Files
android_kernel_xiaomi_sm8450/include/linux/dma-direct.h
Nicolas Saenz Julienne b12d66278d dma-direct: check for overflows on 32 bit DMA addresses
As seen on the new Raspberry Pi 4 and sta2x11's DMA implementation it is
possible for a device configured with 32 bit DMA addresses and a partial
DMA mapping located at the end of the address space to overflow. It
happens when a higher physical address, not DMAable, is translated to
it's DMA counterpart.

RECORD LIST:
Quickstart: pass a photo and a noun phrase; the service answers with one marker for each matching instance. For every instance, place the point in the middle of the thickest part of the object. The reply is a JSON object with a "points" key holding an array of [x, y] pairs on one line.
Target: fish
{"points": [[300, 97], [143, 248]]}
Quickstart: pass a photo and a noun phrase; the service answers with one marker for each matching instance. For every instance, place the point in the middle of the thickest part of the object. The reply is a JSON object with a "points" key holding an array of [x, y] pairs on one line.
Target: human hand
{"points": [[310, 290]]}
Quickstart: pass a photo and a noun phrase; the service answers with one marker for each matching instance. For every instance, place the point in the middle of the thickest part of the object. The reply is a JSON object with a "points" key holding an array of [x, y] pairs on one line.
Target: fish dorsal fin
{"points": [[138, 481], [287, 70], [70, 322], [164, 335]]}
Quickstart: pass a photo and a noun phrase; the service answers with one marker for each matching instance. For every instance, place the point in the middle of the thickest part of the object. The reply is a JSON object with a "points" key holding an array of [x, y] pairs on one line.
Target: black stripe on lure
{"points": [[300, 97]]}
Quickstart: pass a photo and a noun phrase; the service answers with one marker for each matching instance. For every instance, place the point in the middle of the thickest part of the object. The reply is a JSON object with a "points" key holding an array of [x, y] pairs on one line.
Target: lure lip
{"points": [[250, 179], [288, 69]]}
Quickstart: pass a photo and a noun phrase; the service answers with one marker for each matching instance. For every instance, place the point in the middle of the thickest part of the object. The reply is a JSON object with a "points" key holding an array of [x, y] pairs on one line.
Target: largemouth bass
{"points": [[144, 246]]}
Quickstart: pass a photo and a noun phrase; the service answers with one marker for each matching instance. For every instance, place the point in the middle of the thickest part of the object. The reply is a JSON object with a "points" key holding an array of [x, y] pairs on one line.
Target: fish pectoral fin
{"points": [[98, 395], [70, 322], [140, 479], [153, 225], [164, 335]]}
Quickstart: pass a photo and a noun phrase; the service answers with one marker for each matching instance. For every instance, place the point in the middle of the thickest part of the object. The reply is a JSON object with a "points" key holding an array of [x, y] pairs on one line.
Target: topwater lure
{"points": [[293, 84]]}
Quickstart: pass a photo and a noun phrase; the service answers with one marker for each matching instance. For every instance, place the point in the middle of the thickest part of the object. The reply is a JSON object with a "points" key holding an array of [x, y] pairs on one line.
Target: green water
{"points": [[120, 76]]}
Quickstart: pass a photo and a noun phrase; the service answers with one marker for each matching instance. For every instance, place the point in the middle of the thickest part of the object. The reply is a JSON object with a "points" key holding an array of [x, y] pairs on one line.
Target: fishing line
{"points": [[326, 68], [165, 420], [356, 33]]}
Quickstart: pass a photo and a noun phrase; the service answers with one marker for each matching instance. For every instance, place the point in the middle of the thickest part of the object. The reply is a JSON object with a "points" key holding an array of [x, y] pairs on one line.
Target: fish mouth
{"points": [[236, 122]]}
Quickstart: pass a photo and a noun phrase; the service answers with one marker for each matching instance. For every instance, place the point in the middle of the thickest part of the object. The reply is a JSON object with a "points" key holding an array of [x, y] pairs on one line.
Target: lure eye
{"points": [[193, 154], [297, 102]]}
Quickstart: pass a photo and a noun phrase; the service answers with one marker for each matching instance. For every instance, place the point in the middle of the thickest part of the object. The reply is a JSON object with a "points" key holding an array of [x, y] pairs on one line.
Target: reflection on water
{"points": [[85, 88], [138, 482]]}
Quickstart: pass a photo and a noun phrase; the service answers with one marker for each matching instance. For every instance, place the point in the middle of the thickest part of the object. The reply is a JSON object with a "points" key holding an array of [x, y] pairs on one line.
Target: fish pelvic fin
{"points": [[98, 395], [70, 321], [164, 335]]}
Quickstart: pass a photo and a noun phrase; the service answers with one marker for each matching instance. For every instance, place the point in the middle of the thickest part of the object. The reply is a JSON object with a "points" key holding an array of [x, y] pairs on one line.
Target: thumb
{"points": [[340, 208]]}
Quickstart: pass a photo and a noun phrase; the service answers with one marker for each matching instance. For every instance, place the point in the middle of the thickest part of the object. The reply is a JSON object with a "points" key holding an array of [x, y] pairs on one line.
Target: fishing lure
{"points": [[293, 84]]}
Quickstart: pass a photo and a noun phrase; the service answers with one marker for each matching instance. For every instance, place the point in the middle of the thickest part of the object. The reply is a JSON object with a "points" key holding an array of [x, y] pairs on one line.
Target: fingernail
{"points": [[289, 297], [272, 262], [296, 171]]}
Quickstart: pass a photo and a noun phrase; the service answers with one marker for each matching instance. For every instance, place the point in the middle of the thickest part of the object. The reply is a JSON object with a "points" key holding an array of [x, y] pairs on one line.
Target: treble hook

YOUR TASKS:
**A.** Translate this sentence from the dma-direct commit message into Spanish: "As seen on the new Raspberry Pi 4 and sta2x11's DMA implementation it is possible for a device configured with 32 bit DMA addresses and a partial DMA mapping located at the end of the address space to overflow."
**B.** Gather every line of the listing that contains the word "lure".
The commit message and the listing have nothing to do with each other.

SOLUTION LIST:
**A.** Como se ha visto en la nueva Raspberry Pi 4 y en la implementación de DMA de sta2x11, es posible que un dispositivo configurado con direcciones DMA de 32 bits y un mapeo DMA parcial situado al final del espacio de direcciones se desborde.

**B.**
Target: black stripe on lure
Target: lure lip
Target: topwater lure
Target: lure eye
Target: fishing lure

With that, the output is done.